### Text under study
────────────────────────────────────────

Think tank argues for urgent action to better understand “what works” in terms of improving financial outcomes for older people. ILC-UK question whether we have adequate evidence that financial education makes a difference in old age.
New analysis of the English Longitudinal Study of Ageing (ELSA) by the International Longevity Centre UK (ILC-UK) reveal:
Only 1 in 4 English people aged 50+ can perform a simple compound interest calculation (1 in 3 men and 1 in 6 women)
Greater numeracy is associated with higher saving levels and better planning for care
Surprisingly and perplexingly, older people who have good numeracy, tend to have sex more often than those who don’t.
ILC-UK Research Fellow, Dr Cesira Urzi Brancati argues that whilst there is strong evidence of a link between good numeracy and good financial outcomes, the evidence of what works in terms of improving financial literacy is limited.
With greater responsibility for financial wellbeing in retirement being placed on individuals, Dr Urzi Brancati says that urgent action is needed to better understand how financial capability links to good outcomes. Dr Urzi Brancati adds that the financial wellbeing of older people is being potentially undermined by poor numeracy.

────────────────────────────────────────

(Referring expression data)
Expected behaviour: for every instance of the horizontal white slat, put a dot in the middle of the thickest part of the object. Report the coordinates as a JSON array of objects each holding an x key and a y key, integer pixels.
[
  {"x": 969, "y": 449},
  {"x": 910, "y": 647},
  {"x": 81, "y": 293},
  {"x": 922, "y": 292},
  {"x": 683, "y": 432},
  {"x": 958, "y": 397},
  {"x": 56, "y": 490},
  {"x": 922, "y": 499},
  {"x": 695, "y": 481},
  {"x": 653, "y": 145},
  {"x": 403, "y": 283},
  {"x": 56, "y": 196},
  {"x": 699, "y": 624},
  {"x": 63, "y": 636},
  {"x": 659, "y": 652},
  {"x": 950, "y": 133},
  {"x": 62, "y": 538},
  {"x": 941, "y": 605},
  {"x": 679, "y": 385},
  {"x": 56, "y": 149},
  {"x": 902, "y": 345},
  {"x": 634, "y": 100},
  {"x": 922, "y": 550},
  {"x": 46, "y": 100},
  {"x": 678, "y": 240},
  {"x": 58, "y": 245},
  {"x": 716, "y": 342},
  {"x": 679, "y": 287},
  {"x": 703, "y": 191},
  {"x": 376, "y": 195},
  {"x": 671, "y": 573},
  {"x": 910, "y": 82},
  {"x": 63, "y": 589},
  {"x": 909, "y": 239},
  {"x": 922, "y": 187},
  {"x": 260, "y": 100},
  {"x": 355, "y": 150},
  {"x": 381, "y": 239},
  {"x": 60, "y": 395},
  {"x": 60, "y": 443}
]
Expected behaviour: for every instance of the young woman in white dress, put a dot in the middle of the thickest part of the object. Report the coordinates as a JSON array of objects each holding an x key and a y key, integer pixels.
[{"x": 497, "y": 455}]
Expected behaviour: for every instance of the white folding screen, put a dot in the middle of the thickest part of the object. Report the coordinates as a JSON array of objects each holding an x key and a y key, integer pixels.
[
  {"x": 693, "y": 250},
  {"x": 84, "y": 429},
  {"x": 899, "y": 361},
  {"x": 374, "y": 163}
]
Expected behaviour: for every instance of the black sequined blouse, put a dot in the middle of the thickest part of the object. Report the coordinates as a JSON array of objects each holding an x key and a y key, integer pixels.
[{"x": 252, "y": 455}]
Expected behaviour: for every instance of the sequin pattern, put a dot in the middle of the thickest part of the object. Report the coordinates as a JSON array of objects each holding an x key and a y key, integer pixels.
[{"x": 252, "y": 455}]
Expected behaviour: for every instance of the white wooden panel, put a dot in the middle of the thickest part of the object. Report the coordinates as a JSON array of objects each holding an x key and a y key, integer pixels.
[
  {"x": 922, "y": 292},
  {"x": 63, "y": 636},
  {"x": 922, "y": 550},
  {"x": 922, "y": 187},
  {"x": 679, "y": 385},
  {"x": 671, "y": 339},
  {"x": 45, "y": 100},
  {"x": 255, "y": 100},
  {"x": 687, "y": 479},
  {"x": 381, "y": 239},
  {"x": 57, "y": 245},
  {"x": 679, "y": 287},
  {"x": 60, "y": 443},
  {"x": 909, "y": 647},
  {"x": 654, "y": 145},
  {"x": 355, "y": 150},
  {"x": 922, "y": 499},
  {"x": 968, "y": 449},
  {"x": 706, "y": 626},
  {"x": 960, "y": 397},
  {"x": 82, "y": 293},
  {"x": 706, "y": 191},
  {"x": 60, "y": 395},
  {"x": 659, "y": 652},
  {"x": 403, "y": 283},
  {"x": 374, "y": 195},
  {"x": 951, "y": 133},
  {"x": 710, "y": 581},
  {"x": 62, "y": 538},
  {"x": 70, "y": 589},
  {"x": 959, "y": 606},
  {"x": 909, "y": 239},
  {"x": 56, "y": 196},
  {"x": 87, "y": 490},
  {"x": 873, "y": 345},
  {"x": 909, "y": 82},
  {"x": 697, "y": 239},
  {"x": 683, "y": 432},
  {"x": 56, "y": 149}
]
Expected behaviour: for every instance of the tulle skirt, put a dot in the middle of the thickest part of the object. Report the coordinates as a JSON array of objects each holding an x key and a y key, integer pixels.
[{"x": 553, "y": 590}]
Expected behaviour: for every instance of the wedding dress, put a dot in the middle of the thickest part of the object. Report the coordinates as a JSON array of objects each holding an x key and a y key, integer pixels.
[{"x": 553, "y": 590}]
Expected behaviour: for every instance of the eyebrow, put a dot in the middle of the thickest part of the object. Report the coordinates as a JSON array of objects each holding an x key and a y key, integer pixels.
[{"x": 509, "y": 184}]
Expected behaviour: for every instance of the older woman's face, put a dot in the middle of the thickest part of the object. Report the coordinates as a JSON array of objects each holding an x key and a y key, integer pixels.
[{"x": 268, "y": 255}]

────────────────────────────────────────

### Work task 1
In the article on numeracy in old age, how many English people aged 50+ can perform a simple compound interest calculation?
### Work task 2
Please write a continuation of the article on numeracy in old age, starting after its final sentence.
The data isn't needed for any of this work.

### Exercise output 1
Only 1 in 4 (1 in 3 men and 1 in 6 women).

### Exercise output 2
Questions highlight the challenge of poor numeracy in old age
If the chance of getting a disease is 10 percent, how many people out of 1,000 (one thousand) would be expected to get the disease? 1 in 10 older men and 1 in 5 women got this wrong
A second hand car dealer is selling a car for £6,000. This is two-thirds of what it cost new. How much did the car cost new? 68% of older men and about half the women got this right
If 5 people all have the winning numbers in the lottery and the prize is £2 million, how much will each of them get? 69% of older men and only 45% of women got this right
ILC-UK analysis reveals that average household savings increase with numeracy, as does the extent to which an individual had planned for long term care. Other literature finds that greater numeracy is correlated with better outcomes on many financial domains including financial management; shopping around; planning for retirement; investment; and debt.